◆ Requirements
In the records below, find the line containing "For every instance of the blue throw", then extract that line and all subsequent lines exactly, leaving out everything else.

Source records
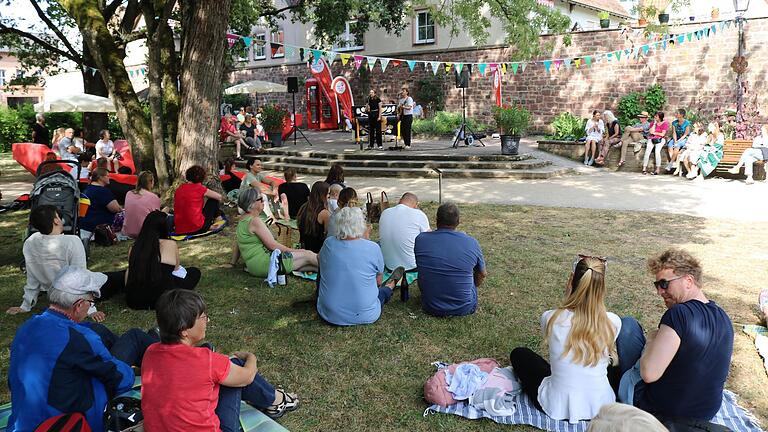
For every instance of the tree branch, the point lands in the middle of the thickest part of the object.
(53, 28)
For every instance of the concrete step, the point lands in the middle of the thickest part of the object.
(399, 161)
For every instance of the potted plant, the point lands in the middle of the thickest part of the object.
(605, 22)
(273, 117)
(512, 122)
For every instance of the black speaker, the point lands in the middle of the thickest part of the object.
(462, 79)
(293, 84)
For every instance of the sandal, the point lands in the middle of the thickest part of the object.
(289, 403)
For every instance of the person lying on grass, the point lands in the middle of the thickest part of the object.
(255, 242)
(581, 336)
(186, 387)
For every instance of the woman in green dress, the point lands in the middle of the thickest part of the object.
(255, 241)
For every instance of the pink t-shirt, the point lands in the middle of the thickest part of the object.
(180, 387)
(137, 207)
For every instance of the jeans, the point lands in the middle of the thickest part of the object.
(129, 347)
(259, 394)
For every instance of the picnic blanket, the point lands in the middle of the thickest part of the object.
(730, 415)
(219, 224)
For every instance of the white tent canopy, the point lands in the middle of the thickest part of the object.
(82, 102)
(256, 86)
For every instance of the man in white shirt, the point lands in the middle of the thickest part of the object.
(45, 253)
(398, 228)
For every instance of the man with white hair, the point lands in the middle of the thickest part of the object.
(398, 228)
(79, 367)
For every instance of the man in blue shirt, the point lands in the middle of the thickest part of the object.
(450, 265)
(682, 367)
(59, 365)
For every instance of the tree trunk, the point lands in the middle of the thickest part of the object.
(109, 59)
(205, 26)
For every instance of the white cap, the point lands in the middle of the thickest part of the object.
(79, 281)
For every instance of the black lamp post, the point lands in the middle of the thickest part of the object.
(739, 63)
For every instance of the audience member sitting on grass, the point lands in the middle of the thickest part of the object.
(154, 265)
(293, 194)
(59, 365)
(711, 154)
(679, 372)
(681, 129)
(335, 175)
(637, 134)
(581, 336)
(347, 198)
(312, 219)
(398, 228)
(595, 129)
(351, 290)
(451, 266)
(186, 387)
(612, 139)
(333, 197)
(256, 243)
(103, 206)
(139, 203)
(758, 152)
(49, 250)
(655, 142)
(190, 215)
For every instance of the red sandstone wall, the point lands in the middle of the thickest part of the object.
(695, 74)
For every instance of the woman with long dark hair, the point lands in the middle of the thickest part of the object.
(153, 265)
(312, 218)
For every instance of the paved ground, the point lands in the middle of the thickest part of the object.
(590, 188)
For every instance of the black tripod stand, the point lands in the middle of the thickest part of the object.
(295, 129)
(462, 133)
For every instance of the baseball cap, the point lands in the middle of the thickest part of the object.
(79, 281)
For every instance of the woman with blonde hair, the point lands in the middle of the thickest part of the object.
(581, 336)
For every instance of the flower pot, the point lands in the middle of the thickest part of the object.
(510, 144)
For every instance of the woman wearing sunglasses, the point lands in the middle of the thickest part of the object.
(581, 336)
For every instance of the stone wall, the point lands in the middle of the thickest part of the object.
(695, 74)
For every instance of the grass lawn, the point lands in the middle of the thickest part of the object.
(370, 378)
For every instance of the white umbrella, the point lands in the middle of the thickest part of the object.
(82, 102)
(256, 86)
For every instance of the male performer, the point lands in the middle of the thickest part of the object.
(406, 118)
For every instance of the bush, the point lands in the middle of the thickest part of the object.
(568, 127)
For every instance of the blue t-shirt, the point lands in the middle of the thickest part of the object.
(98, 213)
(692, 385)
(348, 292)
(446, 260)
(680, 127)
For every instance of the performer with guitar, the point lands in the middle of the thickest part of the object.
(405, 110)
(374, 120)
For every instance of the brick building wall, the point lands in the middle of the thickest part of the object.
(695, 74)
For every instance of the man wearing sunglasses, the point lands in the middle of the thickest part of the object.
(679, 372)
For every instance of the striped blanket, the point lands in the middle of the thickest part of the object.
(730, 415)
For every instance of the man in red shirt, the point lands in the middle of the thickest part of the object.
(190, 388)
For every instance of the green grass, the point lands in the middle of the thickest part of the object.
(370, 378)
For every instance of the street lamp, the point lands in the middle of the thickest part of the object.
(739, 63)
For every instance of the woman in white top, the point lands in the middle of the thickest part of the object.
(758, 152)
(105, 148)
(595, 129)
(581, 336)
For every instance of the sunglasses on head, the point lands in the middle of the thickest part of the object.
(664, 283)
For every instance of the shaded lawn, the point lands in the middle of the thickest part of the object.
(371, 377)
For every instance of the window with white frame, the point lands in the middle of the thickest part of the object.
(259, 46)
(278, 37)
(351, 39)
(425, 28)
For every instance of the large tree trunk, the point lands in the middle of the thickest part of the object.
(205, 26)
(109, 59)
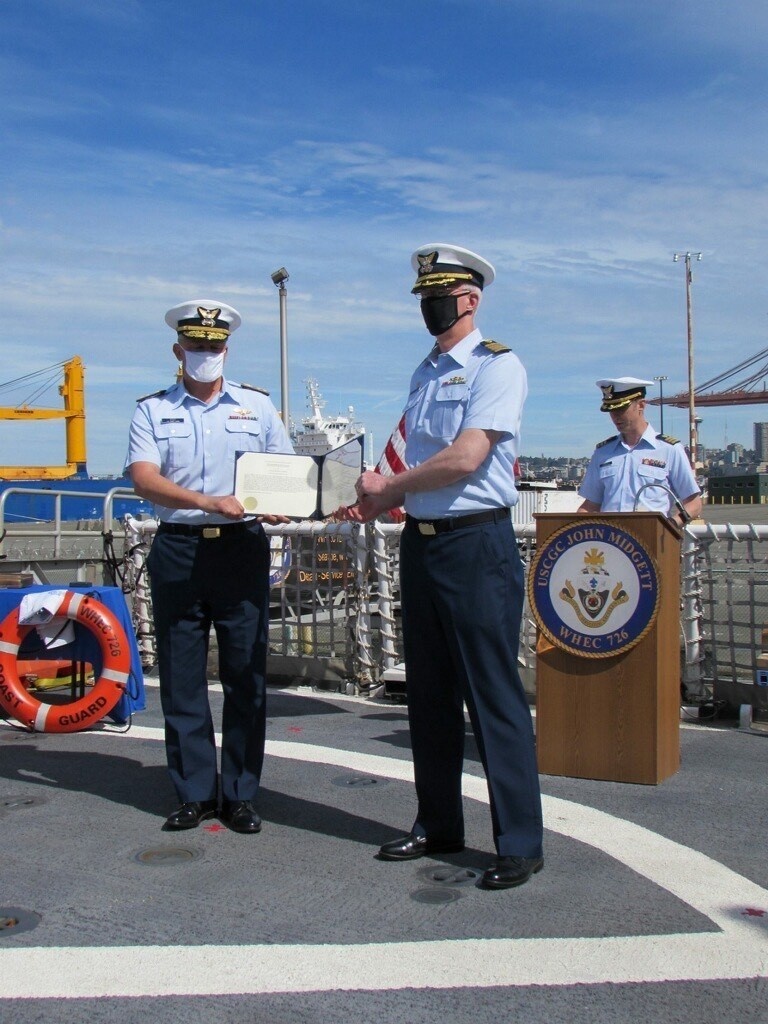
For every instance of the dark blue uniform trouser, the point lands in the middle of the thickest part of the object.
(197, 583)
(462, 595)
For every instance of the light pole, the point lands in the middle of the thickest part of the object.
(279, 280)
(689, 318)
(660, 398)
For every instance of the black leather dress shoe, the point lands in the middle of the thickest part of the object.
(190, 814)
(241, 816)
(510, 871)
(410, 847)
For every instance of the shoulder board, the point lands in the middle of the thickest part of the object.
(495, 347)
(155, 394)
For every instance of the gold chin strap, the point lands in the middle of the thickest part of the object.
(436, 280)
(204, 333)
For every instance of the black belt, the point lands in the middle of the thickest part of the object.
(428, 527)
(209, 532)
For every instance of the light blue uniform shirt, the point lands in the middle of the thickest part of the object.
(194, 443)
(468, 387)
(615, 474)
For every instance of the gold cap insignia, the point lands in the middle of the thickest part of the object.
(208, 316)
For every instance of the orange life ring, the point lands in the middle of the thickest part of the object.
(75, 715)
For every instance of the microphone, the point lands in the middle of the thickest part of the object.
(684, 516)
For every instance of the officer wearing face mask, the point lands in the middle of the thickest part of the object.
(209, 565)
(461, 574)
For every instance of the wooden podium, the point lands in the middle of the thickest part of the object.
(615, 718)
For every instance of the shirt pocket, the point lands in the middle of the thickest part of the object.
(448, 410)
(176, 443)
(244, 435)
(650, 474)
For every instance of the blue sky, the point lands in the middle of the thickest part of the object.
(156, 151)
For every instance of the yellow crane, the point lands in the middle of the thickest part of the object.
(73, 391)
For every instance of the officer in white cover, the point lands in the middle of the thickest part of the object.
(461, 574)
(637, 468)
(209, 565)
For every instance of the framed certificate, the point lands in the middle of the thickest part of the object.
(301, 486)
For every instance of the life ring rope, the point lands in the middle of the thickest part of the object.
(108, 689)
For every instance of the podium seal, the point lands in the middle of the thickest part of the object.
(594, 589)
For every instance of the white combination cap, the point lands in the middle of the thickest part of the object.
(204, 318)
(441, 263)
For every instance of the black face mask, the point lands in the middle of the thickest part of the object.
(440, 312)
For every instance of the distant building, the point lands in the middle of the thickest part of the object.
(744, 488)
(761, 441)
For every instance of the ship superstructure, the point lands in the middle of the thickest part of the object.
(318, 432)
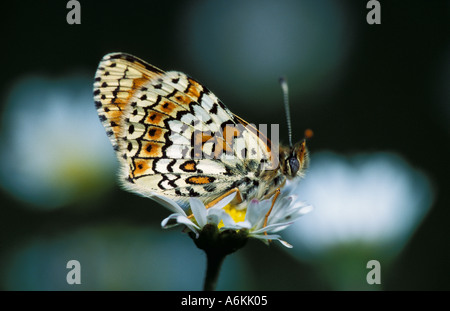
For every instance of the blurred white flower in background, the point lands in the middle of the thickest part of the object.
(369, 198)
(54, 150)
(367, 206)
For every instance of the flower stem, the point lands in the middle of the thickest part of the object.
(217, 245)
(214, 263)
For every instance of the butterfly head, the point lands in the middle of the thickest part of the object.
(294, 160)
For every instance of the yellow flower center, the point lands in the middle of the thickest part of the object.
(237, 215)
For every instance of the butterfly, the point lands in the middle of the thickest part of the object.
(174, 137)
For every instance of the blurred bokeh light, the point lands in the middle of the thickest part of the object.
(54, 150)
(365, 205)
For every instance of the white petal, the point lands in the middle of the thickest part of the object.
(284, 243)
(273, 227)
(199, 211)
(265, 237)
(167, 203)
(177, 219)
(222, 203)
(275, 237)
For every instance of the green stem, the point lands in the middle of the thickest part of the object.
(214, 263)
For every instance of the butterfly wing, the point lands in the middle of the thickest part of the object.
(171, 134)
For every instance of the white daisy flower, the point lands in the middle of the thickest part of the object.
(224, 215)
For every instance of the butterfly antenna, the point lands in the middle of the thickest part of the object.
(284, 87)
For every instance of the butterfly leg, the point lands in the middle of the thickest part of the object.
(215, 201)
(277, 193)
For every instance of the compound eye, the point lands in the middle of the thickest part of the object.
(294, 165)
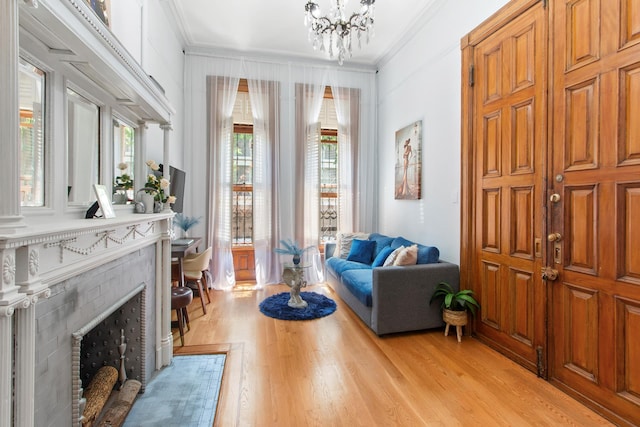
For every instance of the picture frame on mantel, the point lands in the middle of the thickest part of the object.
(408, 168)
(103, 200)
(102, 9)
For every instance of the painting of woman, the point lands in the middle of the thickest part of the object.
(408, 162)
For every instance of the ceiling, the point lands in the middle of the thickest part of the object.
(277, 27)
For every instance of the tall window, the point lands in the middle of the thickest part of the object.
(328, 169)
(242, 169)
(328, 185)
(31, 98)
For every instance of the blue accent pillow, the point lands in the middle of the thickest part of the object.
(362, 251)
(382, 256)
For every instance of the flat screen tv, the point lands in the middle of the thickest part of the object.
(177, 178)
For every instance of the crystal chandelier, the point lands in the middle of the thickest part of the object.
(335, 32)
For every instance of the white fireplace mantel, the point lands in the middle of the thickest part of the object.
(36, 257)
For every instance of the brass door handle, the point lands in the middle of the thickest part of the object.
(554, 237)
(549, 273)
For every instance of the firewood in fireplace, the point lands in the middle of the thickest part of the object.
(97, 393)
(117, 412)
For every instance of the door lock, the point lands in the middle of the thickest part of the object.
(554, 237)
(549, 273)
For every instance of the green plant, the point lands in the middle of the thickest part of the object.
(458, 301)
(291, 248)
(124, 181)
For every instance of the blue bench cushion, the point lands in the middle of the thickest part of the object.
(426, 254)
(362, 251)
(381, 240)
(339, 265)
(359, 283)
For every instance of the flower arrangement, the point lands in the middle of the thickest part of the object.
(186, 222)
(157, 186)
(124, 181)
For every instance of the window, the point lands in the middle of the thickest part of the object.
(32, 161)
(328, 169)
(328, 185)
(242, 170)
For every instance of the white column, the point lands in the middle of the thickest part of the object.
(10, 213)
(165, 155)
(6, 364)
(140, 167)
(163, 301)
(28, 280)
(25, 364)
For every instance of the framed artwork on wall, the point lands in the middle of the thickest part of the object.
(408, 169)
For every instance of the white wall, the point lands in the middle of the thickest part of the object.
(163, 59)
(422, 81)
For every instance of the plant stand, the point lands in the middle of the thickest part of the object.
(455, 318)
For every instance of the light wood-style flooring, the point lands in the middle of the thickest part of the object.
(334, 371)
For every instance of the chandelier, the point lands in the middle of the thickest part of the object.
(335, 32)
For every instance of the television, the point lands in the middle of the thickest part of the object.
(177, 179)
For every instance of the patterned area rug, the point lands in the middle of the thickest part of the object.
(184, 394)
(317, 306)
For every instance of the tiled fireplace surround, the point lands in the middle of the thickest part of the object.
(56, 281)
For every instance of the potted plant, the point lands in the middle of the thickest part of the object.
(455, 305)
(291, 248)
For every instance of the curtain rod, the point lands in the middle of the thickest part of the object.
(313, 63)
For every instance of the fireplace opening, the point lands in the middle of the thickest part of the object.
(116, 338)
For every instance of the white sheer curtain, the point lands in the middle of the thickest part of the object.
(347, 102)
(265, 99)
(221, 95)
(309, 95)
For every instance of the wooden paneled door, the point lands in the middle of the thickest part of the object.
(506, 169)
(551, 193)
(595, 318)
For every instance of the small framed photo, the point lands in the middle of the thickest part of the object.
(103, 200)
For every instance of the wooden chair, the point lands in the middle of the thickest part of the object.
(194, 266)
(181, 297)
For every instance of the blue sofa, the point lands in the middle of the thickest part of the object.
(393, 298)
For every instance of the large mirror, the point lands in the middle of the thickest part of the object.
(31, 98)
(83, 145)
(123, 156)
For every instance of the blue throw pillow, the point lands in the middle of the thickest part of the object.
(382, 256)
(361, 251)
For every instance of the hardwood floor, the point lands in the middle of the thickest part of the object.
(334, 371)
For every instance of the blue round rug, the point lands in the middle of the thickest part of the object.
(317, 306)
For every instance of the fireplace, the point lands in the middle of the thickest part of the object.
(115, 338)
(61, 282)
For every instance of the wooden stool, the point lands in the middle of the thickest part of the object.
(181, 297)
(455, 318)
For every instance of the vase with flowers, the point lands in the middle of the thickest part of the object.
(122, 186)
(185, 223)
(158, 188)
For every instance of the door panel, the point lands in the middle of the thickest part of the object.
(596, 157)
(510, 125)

◆ Task answer
For every instance of the blue throw pillow, the point lands in the middle of the thickest part of the object.
(382, 256)
(361, 251)
For every instance of the hardwood floor, the point lands in the middle of the thickest part of the object.
(334, 371)
For every instance of the blue round rug, the point lands in the middle of the thickest part of the object.
(317, 306)
For every instance of the fireplace, the point lands in the middle of the thickest part of the object.
(115, 338)
(61, 282)
For every instance of the wooden stool, the point lands in the middle of the thickest part of the object.
(181, 297)
(455, 318)
For every instance of the vase with flowers, the point lands in the middle of the thickest part of the object.
(122, 186)
(185, 223)
(158, 188)
For every instance of the door panel, the point lands in the middle of the thickest part of the object.
(596, 157)
(510, 125)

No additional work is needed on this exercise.